● **WHAT YOU NEED TO DO**: Lay out the lines from the one containing "Please drop a marker on every instance of the black" through the one containing "<point>295,15</point>", both included, as a Markdown table with a Row column numbering each line and a Line column holding its text. Leave out any blank lines.

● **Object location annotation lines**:
** BEGIN **
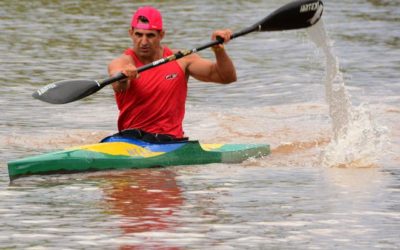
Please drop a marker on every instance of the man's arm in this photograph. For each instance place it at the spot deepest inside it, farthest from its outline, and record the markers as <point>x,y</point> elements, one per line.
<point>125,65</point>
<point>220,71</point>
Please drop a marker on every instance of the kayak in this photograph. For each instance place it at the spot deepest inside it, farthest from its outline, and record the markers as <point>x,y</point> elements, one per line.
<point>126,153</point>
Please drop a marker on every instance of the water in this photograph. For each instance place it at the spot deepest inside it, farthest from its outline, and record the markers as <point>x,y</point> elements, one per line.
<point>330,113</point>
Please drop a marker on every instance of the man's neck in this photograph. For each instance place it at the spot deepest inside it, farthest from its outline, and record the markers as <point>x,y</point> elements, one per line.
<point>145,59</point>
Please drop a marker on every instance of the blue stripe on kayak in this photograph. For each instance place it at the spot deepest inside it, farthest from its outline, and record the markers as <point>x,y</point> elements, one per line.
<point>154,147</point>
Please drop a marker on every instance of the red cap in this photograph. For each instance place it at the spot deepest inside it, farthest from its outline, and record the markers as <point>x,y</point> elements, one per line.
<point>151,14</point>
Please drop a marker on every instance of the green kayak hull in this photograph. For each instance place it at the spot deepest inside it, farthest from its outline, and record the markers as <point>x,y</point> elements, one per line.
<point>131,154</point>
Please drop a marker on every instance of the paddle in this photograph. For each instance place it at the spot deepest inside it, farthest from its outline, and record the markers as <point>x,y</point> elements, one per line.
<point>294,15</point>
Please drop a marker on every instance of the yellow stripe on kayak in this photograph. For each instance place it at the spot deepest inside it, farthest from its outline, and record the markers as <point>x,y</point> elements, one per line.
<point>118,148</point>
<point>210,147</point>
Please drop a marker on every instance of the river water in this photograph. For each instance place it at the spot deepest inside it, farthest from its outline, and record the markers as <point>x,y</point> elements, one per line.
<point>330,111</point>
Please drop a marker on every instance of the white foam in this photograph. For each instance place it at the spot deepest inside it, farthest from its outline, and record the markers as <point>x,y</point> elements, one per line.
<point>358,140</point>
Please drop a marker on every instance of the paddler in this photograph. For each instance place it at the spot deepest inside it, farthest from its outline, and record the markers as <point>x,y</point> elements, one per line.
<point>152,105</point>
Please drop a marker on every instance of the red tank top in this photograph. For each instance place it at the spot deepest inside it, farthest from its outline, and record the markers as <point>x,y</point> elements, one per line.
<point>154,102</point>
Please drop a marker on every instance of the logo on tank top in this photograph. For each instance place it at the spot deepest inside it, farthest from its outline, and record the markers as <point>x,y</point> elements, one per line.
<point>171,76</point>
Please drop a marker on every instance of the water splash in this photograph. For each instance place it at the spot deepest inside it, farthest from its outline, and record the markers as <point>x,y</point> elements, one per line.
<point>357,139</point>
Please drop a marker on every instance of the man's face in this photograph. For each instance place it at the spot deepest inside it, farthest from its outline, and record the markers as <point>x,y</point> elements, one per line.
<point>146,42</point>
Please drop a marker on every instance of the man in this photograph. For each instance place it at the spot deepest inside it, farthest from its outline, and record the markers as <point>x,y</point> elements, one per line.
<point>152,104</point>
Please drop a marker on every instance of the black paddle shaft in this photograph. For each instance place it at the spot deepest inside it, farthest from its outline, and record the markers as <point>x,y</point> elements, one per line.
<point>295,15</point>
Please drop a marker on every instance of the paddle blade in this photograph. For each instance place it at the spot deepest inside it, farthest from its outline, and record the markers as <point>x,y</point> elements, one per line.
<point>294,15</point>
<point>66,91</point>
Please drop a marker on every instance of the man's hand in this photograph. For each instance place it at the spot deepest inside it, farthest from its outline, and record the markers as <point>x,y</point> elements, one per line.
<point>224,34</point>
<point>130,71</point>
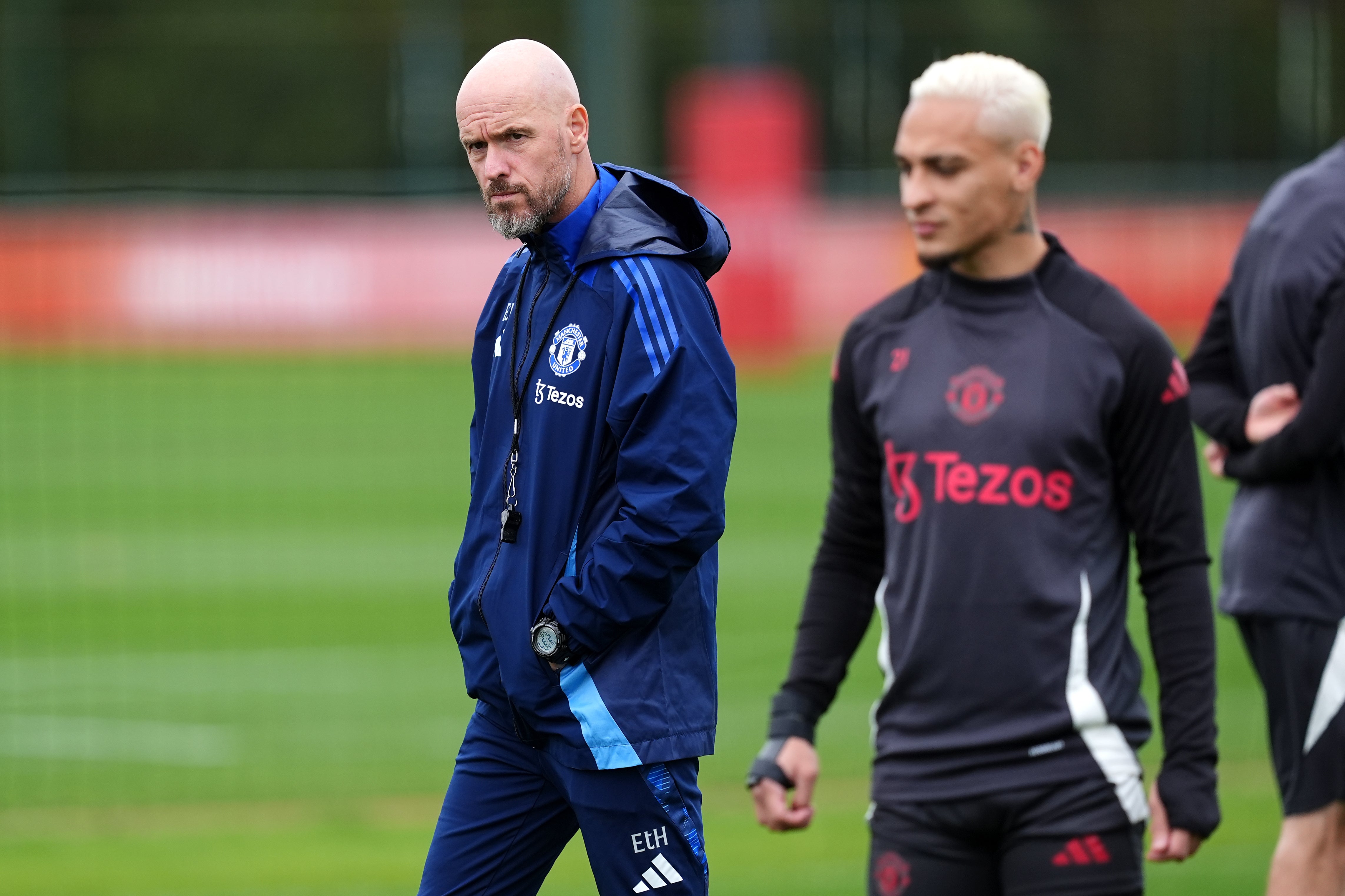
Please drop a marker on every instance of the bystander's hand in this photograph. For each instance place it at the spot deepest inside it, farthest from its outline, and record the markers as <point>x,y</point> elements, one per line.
** END **
● **OUTPUT BELOW**:
| Row | Line |
|---|---|
| 1 | Please drop a marker on every instance of the black paddle shaft in this photograph. For each instance place it at the spot deepest inside it, farthest from its outline, and record the markers as <point>x,y</point> elements, one per line. |
| 2 | <point>295,15</point> |